**Text section:**
┌────────
Lead poisoning has gotten a lot of attention due to the water crisis that continues to plague the residents of Flint, Michigan. Although news stories focus primarily on the human element, often left from the narrative is the fact many cats and dogs can also fall victim to lead poisoning in communities where the toxic substance is prevalent. Here's more information about how to tell if your pet has been affected and the treatment options available to help your animal friend.
Signs of Lead Poisoning
Dogs and cats exhibit many of the same signs humans do when they ingest lead. Unfortunately, your animal friend can't tell you what's wrong, so you must be on the alert for the following symptoms of lead poisoning:
- Lack of appetite to the point where they may experience anorexia
- Constipation or diarrhea
- Pressing head with paw or against items
- Unsteady gait
- Loss of senses (e.g. eyesight, hearing)
- Lethargy or fatigue
- Stomach pain
- Increased thirst and urination
- Emotional issues (e.g. anxiety, outbursts of aggression)
The challenge with lead poisoning is the symptoms may onset quickly or slowly develop over time depending on the amount your pet consumed and how long he or she had been exposed to it. A pet that eats a large amount of lead within a short span of time may exhibit immediate symptoms, whereas it may take a long time to manifest in an animal that ingests small amounts over weeks or months.
In either case, if your pet begins exhibiting any of these signs, treat the issue like a medical emergency and take him or her to the vet as soon as possible.
Treating Lead Poisoning
Treatment for lead poisoning is based on what your animal friends consumed and how long before he or she arrived in the vet's office your pet ate it. If the vet suspects the substance is still in your pet's stomach, he or she will work to remove it by either inducing vomiting or performing surgery to empty the stomach's contents. An enema may be used if the vet suspects there may be residual lead in the animal's gastrointestinal tract.
Afterwards, your pet will undergo chelation therapy and given thiamine, penicillamine, or Ca-EDTA. These substances bind to lead, neutralize its toxicity, and help it be excreted via the kidneys. Your pet must go into the vet for regular blood tests to monitor lead levels, the therapy will end when levels get low enough.
Depending on your pet's exposure level, he or she may experience long-term health issues after the incident. The vet will recommend follow-up medications to help deal with these problems (e.g. anti-convulsant to help with seizures).
└────────
**Assigned task 1:**
In the article on lead poisoning in pets, take the passage that begins with "- Lethargy or" and ends with "soon as possible.". Reproduce it with "medical emergency" swapped for "urgent matter".
**Assigned task 2:**
According to the article on lead poisoning in pets, which substances may a pet receive during chelation therapy?

**Information supplied:**
┌────────
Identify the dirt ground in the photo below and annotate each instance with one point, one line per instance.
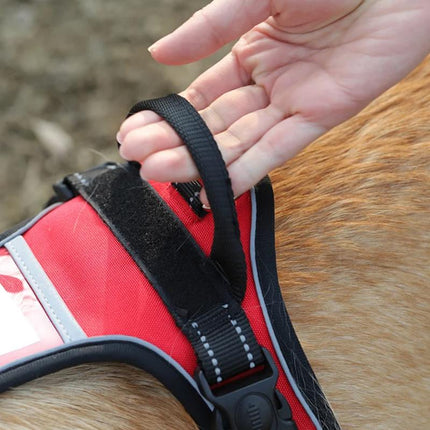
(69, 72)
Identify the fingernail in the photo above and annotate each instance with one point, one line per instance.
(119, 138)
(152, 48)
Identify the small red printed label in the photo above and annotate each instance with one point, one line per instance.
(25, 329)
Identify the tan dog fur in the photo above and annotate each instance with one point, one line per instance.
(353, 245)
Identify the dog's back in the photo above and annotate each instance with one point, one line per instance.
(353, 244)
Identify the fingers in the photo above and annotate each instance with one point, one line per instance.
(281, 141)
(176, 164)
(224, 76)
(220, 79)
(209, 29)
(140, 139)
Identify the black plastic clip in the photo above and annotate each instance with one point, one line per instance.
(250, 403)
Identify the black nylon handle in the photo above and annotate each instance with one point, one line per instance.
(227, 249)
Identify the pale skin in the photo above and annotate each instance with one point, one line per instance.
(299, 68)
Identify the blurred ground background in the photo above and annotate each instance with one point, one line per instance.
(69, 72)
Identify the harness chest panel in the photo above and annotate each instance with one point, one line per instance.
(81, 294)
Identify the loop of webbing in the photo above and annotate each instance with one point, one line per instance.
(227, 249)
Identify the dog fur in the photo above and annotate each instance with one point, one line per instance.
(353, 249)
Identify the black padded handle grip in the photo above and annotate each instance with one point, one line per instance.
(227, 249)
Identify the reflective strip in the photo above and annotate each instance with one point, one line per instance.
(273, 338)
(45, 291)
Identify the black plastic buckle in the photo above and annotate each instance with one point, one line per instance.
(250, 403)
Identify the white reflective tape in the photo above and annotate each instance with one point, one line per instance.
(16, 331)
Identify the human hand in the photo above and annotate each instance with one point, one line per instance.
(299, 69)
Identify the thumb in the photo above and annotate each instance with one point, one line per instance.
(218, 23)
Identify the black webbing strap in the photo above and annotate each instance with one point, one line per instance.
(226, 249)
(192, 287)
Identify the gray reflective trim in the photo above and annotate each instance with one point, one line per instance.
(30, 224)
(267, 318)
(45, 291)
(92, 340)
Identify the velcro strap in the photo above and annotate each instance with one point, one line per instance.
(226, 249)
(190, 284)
└────────
┌────────
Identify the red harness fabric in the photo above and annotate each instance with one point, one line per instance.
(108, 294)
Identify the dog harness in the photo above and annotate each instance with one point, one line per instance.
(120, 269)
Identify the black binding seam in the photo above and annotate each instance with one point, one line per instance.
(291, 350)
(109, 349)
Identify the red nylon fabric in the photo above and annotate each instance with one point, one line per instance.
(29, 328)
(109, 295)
└────────
┌────────
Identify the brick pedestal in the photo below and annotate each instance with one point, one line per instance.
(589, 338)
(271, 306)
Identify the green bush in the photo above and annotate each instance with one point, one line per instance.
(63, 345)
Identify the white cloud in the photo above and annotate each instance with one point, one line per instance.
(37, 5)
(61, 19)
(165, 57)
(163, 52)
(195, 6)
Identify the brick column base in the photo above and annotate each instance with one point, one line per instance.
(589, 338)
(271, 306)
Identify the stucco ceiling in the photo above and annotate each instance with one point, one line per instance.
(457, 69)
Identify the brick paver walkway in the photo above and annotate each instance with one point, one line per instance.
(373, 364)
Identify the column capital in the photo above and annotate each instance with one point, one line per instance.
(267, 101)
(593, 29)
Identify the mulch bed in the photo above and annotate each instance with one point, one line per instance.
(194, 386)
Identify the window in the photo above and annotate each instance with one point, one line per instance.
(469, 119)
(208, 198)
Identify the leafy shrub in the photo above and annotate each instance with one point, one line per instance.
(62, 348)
└────────
**Exercise answer 1:**
- Lethargy or fatigue
- Stomach pain
- Increased thirst and urination
- Emotional issues (e.g. anxiety, outbursts of aggression)
The challenge with lead poisoning is the symptoms may onset quickly or slowly develop over time depending on the amount your pet consumed and how long he or she had been exposed to it. A pet that eats a large amount of lead within a short span of time may exhibit immediate symptoms, whereas it may take a long time to manifest in an animal that ingests small amounts over weeks or months.
In either case, if your pet begins exhibiting any of these signs, treat the issue like a urgent matter and take him or her to the vet as soon as possible.

**Exercise answer 2:**
Thiamine, penicillamine, or Ca-EDTA.